• **Kutipan Sumber**:
┏━━
Sendirian Berteriak Minta Tolong di Kandang Harimau - Potret Kita | Ini Beda

Breaking

Post Top Ad

Post Top Ad

09 Juli 2022

Sendirian Berteriak Minta Tolong di Kandang Harimau

JAKARTA, POTRETKITA.net - Komisioner Komisi Perlindungan Anak Indonesia (KPAI) Dr. Jasra Putra mengungkapkan, peristiwa memiriskan terus melanda anak, terutama dalam bentuk kejahatan seksual. 



"Kita miris dengan kesaksian korban kejahatan seksual pada anak di sekolah berasrama. Mereka harus menahan diri dan menunggu menjadi alumni, baru bisa mengungkap kasus trauma berat dari kisah kelam yang dialaminya. Bayangkan hidup menjadi korban, menjadi pesakitan dan bayang-bayang takut tidak lulus," katanya.


Jasra menyebut, mereka ibaratnya orang yang sendirian berteriak minta tolong di kandang harimau. Membayangkan situasi korban kekerasan, kejahatan seksual dan pencabulan, baik predator maupun fedofilia, belakangan yang berada di bawah penguasaan pemiliknya. Dari sekolah-sekolah berasrama, seperti SPI dan beberapa pesantren.


Saat ini, ujarnya, kita dipertontonkan pesakitan dari para korban kekerasan, kejahatan, pencabulan seksual, karena sulitnya mengungkap kejahatan yang dilakukan tangan-tangan besi dengan penguasaan penuh atas korban.


"Bayangkan sejak mereka menolak perlakuan, percaya tidak percaya, mereka harus berani melawan, ketakutan, ancaman, dan trauma yang harus dialaminya sekian lama. Kemudian bersaksi berulang-ulang hanya untuk mendapatkan pengakuan, sampai mengorbankan dirinya speak up ke publik," sebut Jasra yang juga merupakan kepala Divis Pengawasan, Monitoring dan Evaluasi (Wasmonev) KPAI.


Perjuangan yang sangat panjang, menurut Jasra, menguras energi dan batin. Mereka berasal dari anak-anak yang membutuhkan perlindungan khusus, akibat latar belakang terlepas dari orang tua. Dan harus percaya dengan figur barunya, dan bertahan untuk masa depan di dalam sebuah lembaga.


Menurutnya, pelakunya baru tertangkap, mungkin luka sayatan perih batin itu sedikit terobati, mereka masih mencari keadilan atas pesakitan yang mereka alami saat ini, yang bisa tiba-tiba menggelayut menghampiri lagi. Mampukah rasa keadilan dihadirkan untuk pada korban ini? Bukankah perasaan selama ini, harus terwakili dengan hukuman yang akan dijatuhkan para hakim, dengan pembunuhan karakter bertahun-tahun pada korbannya.


"Mudah-mudahan proses panjang ini, menyebabkan para pelakunya diberi hukuman berlapis dan pemberatan dengan siksaan batin yang selama ini mereka jalani. Semoga putusan hakim nanti dapat mengganti masa kelam bertahun-tahun itu, yang berganti menjadi penuh harapan dan masa depan," katanya.
┗━━
• **Daftar Tugas**:
(a) Jawab pertanyaan berikut berdasarkan kutipan sumber tentang kejahatan seksual pada anak.
(i) Siapa komisioner KPAI yang pernyataannya dikutip?
(ii) Menurutnya, para korban harus menunggu sampai menjadi apa sebelum bisa mengungkap kasus yang mereka alami?
(iii) Ia mengibaratkan para korban seperti apa?
(b) Teruskan kutipan sumber tentang kejahatan seksual pada anak di sekolah berasrama, mulai setelah kalimat terakhirnya.

• **Daftar Entri**:
┏━━
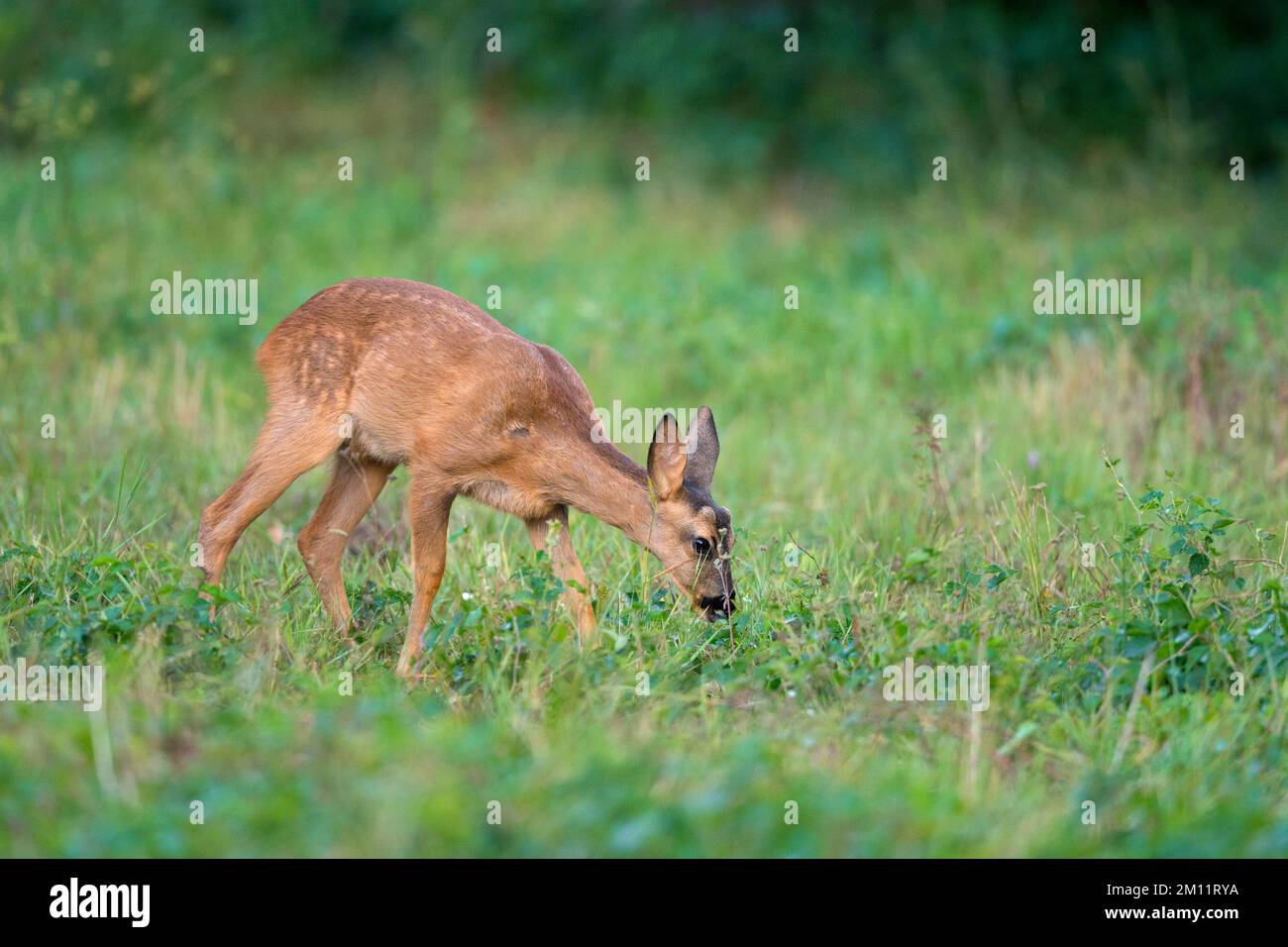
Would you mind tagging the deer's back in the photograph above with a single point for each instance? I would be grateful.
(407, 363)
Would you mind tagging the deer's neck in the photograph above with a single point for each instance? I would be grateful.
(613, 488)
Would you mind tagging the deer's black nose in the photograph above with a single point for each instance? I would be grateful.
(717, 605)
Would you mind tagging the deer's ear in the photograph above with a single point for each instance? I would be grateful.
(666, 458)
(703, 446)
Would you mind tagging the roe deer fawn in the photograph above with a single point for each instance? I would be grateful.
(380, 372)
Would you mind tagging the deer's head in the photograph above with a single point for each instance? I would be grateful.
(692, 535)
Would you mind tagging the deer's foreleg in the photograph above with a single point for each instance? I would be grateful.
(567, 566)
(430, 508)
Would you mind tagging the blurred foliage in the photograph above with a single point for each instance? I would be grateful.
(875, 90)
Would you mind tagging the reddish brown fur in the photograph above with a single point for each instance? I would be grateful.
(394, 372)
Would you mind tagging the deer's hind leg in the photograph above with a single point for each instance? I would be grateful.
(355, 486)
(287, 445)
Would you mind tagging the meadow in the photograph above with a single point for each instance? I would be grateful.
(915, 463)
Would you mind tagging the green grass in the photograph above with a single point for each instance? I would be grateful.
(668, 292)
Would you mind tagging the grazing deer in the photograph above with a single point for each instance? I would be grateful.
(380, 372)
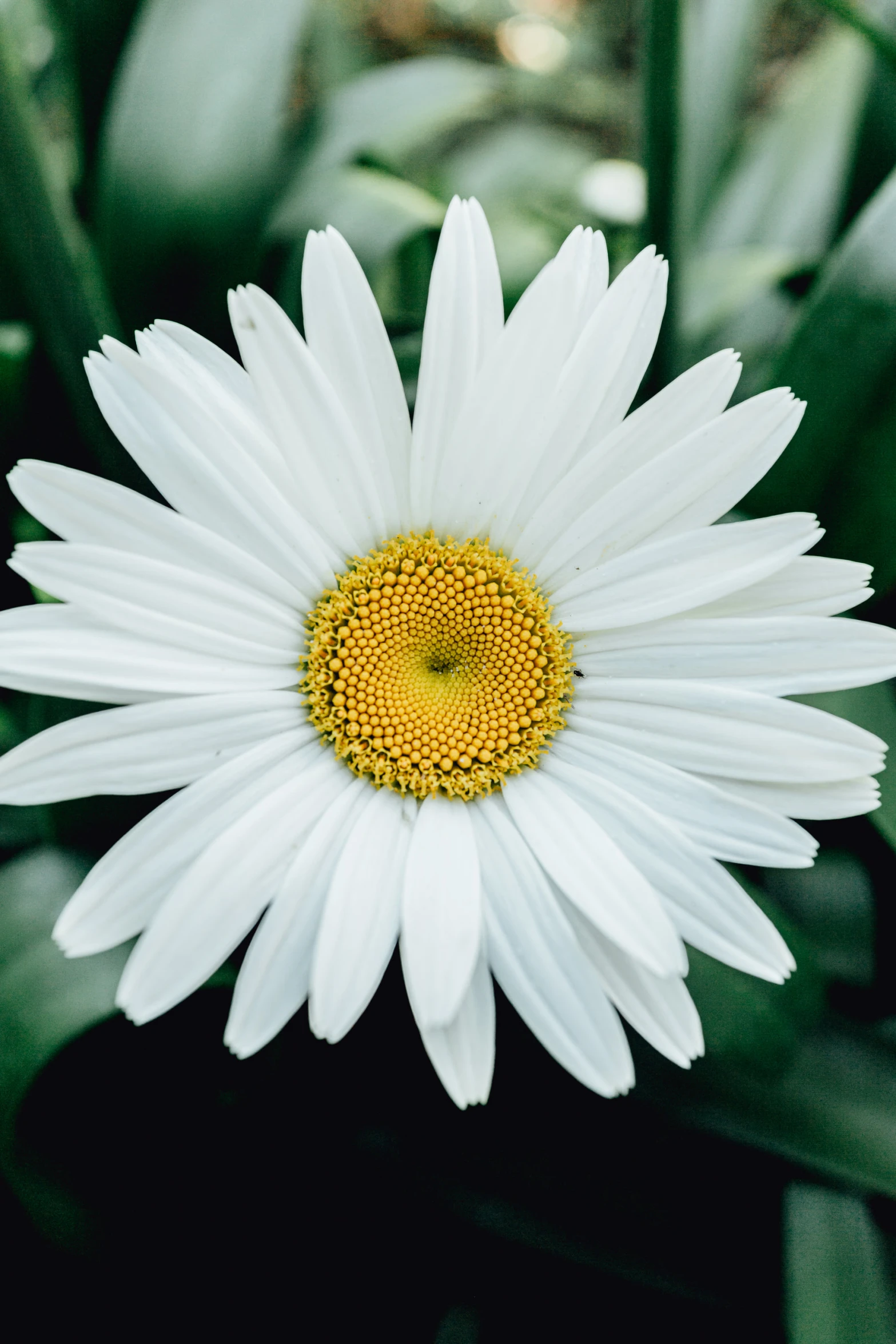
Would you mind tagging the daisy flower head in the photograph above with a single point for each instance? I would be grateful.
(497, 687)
┗━━
• **Jawaban yang Diharapkan**:
(a)
(i) Dr. Jasra Putra.
(ii) Mereka harus menunggu sampai menjadi alumni.
(iii) Ia mengibaratkan mereka seperti orang yang sendirian berteriak minta tolong di kandang harimau.

(b)
Jasra menyebut, pelaku pencabulan anak itu ada yang memiliki relasi kuasa yang luar biasa, mereka adalah pimpinan, ada pimpinan legislatif, tokoh publik, pimpinan lembaga pendidikan, orang yang sangat berpengaruh, di mana segala akses bisa ditembus untuk menutupi kejahatannya, dan menempatkan korban menjadi pesakitan di mata publik. Perlu upaya luar biasa untuk menyentuh para pelaku. Dan, korban yang harus bersaksi berulang-ulang, bahkan bertahun-tahun. Padahal mengungkap itu membawa trauma dan dapat mengancam. 


Sebenarnya fenomena kekerasan seksual ini, kata dia, merupakan fenomena data yang masuk ke KPAI, dimana kekerasan di dalam keluarga dan pengasuhan alternatif menjadi angka tertinggi,  dengan angka 2.281. Angka kejahatan seksual 859 kasus yang teradukan. Di Jawa Timur saja, Januari sampai Mei ada kekerasan terhadap anak 319 kasus. 


"Kita sering lupa, pendidikan berbasis asrama seperti pesantren dan lain yang serupa, sebenarnya menjalankan fungsi pengasuhan alternatif. Makanya di Konvensi Hak Anak kluster IV kita bicara secara bersamaan antara pendidikan, waktu luang dan budaya. Memang ada problem besar, ketika anak lepas dari pengawasan orang terdekatnya. Seperti masalah waktu luang di pesantren setelah melalui pendidikan formal, yang dimanfaatkan oknum seperti predator seksual," terangnya.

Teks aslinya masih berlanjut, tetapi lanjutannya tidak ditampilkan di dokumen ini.